# Start of SUPPLIED DATA

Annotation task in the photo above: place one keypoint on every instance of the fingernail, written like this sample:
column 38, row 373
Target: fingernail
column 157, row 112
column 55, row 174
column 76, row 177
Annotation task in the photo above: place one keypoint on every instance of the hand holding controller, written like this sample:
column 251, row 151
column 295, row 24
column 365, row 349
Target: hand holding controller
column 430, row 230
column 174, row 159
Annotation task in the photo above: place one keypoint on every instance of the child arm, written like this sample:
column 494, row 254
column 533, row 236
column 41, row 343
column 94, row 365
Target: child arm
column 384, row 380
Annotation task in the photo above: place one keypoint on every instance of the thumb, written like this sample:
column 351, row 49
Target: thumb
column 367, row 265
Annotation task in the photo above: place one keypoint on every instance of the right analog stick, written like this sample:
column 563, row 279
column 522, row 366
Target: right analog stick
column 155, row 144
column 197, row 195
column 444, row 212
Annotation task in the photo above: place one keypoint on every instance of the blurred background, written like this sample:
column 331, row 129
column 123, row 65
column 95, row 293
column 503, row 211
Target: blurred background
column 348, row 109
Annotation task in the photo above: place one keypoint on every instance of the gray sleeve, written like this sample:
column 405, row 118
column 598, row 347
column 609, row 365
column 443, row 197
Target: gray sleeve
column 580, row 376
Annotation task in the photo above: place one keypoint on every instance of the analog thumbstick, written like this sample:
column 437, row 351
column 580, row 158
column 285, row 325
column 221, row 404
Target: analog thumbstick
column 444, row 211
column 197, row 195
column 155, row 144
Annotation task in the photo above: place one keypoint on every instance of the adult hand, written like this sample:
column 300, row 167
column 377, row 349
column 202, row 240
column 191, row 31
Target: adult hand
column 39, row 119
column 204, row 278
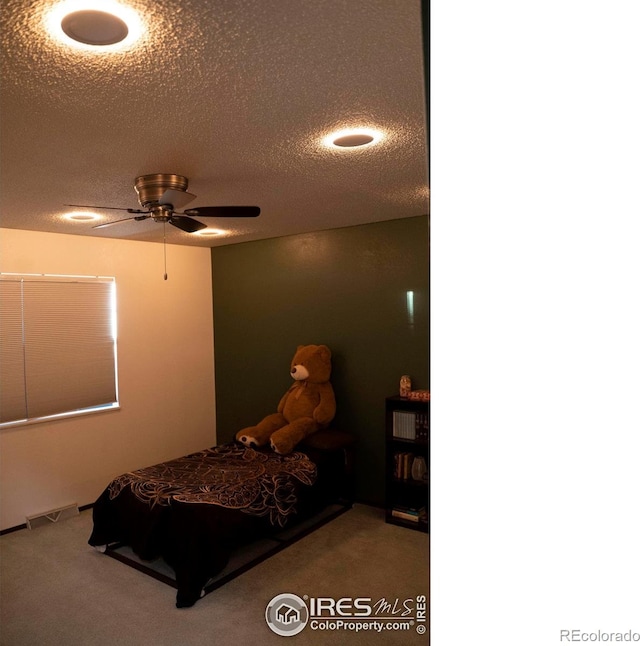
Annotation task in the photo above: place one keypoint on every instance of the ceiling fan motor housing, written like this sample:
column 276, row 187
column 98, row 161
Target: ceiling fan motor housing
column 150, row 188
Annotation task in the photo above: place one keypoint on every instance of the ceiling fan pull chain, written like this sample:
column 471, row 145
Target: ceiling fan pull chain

# End of SUPPLIED DATA

• [WHAT IS BEING ASKED] Reproduce the data above word for word, leaving out the pictures.

• [REPLY]
Annotation task in the photo above: place one keypoint on every instance of the fingernail, written like this sample:
column 38, row 373
Target: fingernail
column 157, row 112
column 55, row 174
column 76, row 177
Annotation task in the photo above: place one keypoint on every instance of the hand holding controller, written like this sample:
column 251, row 151
column 295, row 24
column 365, row 349
Target: hand holding controller
column 430, row 230
column 174, row 159
Annotation task in the photo above: place one keypoint on every instance of the child arm, written like this sample:
column 494, row 254
column 533, row 236
column 41, row 343
column 94, row 365
Target: child arm
column 384, row 380
Annotation task in the photo above: place one keypoint on every instance of the thumb, written like this sample:
column 351, row 49
Target: thumb
column 367, row 265
Annotation task in the photo above: place one keypoint on every instance of the right analog stick, written like this sample:
column 563, row 279
column 522, row 366
Target: right analog stick
column 155, row 144
column 197, row 195
column 444, row 212
Annotation task in the photo above: place one keypoint on every instance of the blurred background, written like this sample:
column 331, row 129
column 123, row 65
column 95, row 293
column 503, row 211
Target: blurred background
column 348, row 109
Annotation task in the photo above: place one keypoint on every instance of the gray sleeve, written like this sample:
column 405, row 118
column 598, row 347
column 609, row 365
column 443, row 197
Target: gray sleeve
column 580, row 376
Annotation task in the photo above: place one keypoint on every instance of the analog thumbstick, written like this sample:
column 437, row 351
column 580, row 158
column 285, row 325
column 221, row 404
Target: analog thumbstick
column 444, row 211
column 197, row 195
column 155, row 144
Annotation task in the photo above: place one keypoint on every instance of the adult hand, written like this sample:
column 300, row 167
column 377, row 349
column 202, row 240
column 191, row 31
Target: adult hand
column 39, row 119
column 204, row 278
Annotation task in the photo above: place one keypoint on every instance of the ceiling fan motor housing, written like this sample:
column 276, row 187
column 98, row 161
Target: ceiling fan motor housing
column 150, row 188
Annotation task in the photo above: place one keypoint on every instance of the ceiling fan pull chain, written like this sample:
column 471, row 145
Target: ceiling fan pull chain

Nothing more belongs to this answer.